» YOUR TASK:
Copy out the records below unchanged, except switch each "yellow shirt" to "yellow jersey".
BEGIN PROVIDED ENTRIES
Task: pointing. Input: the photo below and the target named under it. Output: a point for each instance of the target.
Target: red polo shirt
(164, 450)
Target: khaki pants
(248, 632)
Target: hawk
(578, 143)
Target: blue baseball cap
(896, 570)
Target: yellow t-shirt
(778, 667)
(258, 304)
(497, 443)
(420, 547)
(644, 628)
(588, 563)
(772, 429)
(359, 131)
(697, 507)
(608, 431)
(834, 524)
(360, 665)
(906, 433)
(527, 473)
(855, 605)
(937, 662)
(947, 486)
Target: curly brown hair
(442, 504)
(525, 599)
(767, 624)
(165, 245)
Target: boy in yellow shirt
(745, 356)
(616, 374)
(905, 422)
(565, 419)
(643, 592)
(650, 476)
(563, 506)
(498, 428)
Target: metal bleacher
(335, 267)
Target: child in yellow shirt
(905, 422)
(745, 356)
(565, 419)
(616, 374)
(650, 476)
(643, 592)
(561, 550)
END PROVIDED ENTRIES
» TASK ANSWER:
Task: pointing. Input: the photo below and the target named under it. Output: a point for each instance of the target.
Target: red polo shirt
(164, 450)
Target: khaki pants
(248, 632)
Target: hawk
(578, 143)
Target: blue baseball cap
(896, 570)
Target: yellow t-shirt
(778, 667)
(258, 304)
(497, 443)
(420, 547)
(644, 628)
(588, 563)
(772, 429)
(359, 131)
(697, 507)
(608, 431)
(834, 524)
(360, 665)
(906, 433)
(527, 473)
(855, 605)
(937, 662)
(947, 486)
Target: curly brown hair
(442, 504)
(525, 599)
(767, 624)
(165, 245)
Target: boy in yellow jersey
(745, 356)
(616, 374)
(905, 422)
(565, 419)
(643, 592)
(650, 476)
(563, 506)
(498, 428)
Target: metal bleacher
(335, 267)
Target: child in yellow jersey
(905, 422)
(745, 356)
(565, 419)
(616, 374)
(650, 476)
(643, 592)
(561, 550)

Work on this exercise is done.